<<<<

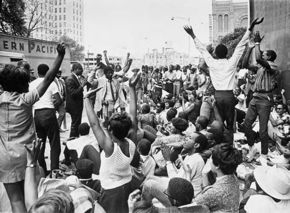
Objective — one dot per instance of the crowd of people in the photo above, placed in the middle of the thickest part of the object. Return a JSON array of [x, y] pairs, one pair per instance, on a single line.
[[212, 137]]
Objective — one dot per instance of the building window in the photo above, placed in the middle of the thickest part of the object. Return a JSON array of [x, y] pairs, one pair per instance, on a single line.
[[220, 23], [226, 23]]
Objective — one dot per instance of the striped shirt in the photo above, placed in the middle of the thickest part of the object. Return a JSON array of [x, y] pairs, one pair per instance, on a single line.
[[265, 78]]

>>>>
<<<<

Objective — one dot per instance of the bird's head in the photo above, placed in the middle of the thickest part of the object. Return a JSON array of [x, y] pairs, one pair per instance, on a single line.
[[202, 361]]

>>>>

**WORK TO BE COMPLETED:**
Copy out verbatim the stretch of the listing from the line containing "Objective — one dot per instance of the striped" through the line containing "[[265, 78]]", both included.

**WRITTEN REPLY:**
Objective — one dot per instance of the striped shirt in the photo above, placed in the middle of the thickest part of the object. Return a JSON array of [x, y] pairs, one pair per instance, on a single line.
[[265, 78]]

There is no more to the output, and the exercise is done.